◆ **Set problem**:
Reproduce every entry that follows word for word, but omit the images.

◆ **Provided records**:
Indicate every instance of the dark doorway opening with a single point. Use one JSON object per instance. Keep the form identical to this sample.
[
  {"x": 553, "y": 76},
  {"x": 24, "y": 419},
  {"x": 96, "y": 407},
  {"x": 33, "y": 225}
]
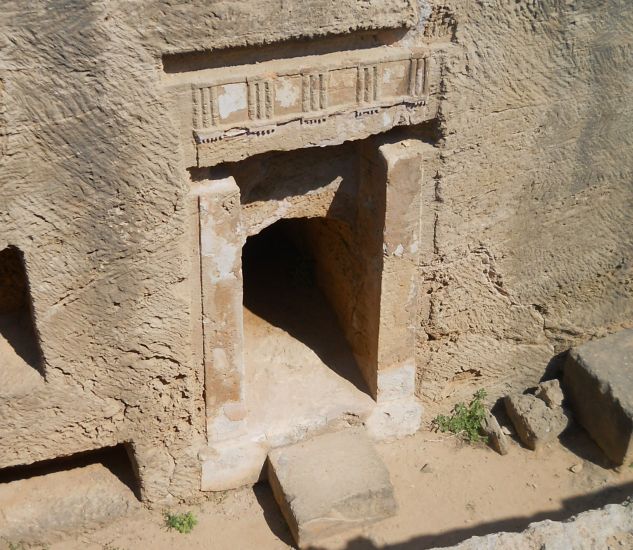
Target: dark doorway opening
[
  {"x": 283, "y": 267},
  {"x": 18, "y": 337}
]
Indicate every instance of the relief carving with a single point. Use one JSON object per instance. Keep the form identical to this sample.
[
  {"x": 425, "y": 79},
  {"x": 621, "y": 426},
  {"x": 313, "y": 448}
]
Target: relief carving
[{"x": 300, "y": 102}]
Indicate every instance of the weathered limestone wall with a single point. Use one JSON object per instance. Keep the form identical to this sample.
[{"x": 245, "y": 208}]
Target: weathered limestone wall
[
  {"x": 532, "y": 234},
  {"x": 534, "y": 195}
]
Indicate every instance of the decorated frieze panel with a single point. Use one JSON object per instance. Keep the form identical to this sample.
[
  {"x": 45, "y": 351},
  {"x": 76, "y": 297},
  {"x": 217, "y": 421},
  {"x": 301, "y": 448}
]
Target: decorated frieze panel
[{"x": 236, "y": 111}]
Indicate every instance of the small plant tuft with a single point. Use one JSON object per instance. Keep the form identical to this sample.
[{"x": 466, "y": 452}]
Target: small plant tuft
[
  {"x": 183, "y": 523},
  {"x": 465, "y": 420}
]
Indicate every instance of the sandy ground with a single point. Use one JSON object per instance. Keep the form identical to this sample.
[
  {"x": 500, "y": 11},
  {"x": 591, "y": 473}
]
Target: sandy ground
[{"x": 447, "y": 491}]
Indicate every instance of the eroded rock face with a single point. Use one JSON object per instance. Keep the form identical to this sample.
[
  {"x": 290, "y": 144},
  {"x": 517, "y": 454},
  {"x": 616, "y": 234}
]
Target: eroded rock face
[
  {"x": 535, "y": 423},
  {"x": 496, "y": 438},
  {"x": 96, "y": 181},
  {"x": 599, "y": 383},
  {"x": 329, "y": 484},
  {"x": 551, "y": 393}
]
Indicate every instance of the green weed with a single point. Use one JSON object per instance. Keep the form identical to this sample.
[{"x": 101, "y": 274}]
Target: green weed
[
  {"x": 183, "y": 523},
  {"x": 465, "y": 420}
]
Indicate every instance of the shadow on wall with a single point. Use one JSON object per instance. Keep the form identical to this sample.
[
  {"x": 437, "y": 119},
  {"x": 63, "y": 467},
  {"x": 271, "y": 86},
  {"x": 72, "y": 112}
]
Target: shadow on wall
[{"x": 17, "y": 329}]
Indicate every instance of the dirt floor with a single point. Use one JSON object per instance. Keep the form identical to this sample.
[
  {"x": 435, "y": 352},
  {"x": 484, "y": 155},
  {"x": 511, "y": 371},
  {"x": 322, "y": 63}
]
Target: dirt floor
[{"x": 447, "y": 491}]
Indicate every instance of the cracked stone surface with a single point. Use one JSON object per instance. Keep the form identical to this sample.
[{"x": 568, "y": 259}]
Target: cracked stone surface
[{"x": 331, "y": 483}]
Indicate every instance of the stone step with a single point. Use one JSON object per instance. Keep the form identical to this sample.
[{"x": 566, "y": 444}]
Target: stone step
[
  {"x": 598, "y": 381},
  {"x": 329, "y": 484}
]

◆ **Output below**:
Indicate every instance of the dark doorway opening with a single point. Use one JSON object per instance. Keep the form identical to this sample.
[
  {"x": 553, "y": 76},
  {"x": 24, "y": 419},
  {"x": 96, "y": 407},
  {"x": 33, "y": 225}
]
Target: dark doorway opening
[
  {"x": 283, "y": 267},
  {"x": 18, "y": 337}
]
Indicate every instance of the relief carving with a single point. Use one JSON object per instance. Keep the form identical to this sample.
[
  {"x": 425, "y": 79},
  {"x": 621, "y": 426},
  {"x": 313, "y": 448}
]
Target: relief carving
[{"x": 300, "y": 102}]
Indicate every instance of the weathered limestone wall with a single point. Use one JSON object per instance. Keep the form identical to this sample.
[{"x": 245, "y": 208}]
Target: weathered limestone wall
[
  {"x": 532, "y": 234},
  {"x": 534, "y": 195}
]
Indicate every instance of the decorated frieze panel with a single point. Use one JSON object per instance. Keep the form identical to this sample.
[
  {"x": 45, "y": 351},
  {"x": 76, "y": 297},
  {"x": 217, "y": 421},
  {"x": 301, "y": 448}
]
Target: decorated frieze panel
[{"x": 236, "y": 111}]
Indicate every instance of the small plant tuft with a single point. Use one JSON object per instance. Keep the form identical to this sample.
[{"x": 466, "y": 452}]
Target: small plant tuft
[
  {"x": 183, "y": 523},
  {"x": 465, "y": 420}
]
Indicate every instance of the sandy ground with a single point. Use one JSON object per instance. Keep the form identical to this sample.
[
  {"x": 500, "y": 11},
  {"x": 591, "y": 473}
]
Target: sandy ground
[{"x": 447, "y": 491}]
Indicate every instance of the eroded rock face with a single point. Use one JSON object per instance. Keep the form identical to this sample.
[
  {"x": 290, "y": 144},
  {"x": 517, "y": 454},
  {"x": 616, "y": 234}
]
Target: eroded rock face
[
  {"x": 535, "y": 423},
  {"x": 496, "y": 438},
  {"x": 96, "y": 181},
  {"x": 599, "y": 383},
  {"x": 329, "y": 484},
  {"x": 551, "y": 393}
]
Indicate every instance of the green weed with a single point. Use one JSON object per instance. Keep the form identical to this sample.
[{"x": 101, "y": 274}]
Target: green weed
[
  {"x": 183, "y": 523},
  {"x": 465, "y": 420}
]
Indicate every instance of the shadow on wall with a single point. Use one JSON object per instance. Keep the form identical to this sample.
[
  {"x": 437, "y": 119},
  {"x": 63, "y": 467},
  {"x": 271, "y": 86},
  {"x": 72, "y": 112}
]
Target: shadow on wall
[{"x": 17, "y": 329}]
Indicate every instance of the dirt floor with a single point. Use one JSON object per instance. Keep the form identical to this sample.
[
  {"x": 435, "y": 352},
  {"x": 484, "y": 155},
  {"x": 511, "y": 371},
  {"x": 322, "y": 63}
]
Target: dirt floor
[{"x": 447, "y": 491}]
Indicate every instance of the cracked stone surface with a single point. Use one JSON object per instance. Keep the form identical to this sample.
[{"x": 568, "y": 259}]
Target: cracked stone surface
[{"x": 331, "y": 483}]
Indicate every instance of the stone step with a single point. Use one JSON object per instance. Keep the form identical to this sample.
[{"x": 566, "y": 444}]
Target: stone step
[
  {"x": 598, "y": 381},
  {"x": 329, "y": 484}
]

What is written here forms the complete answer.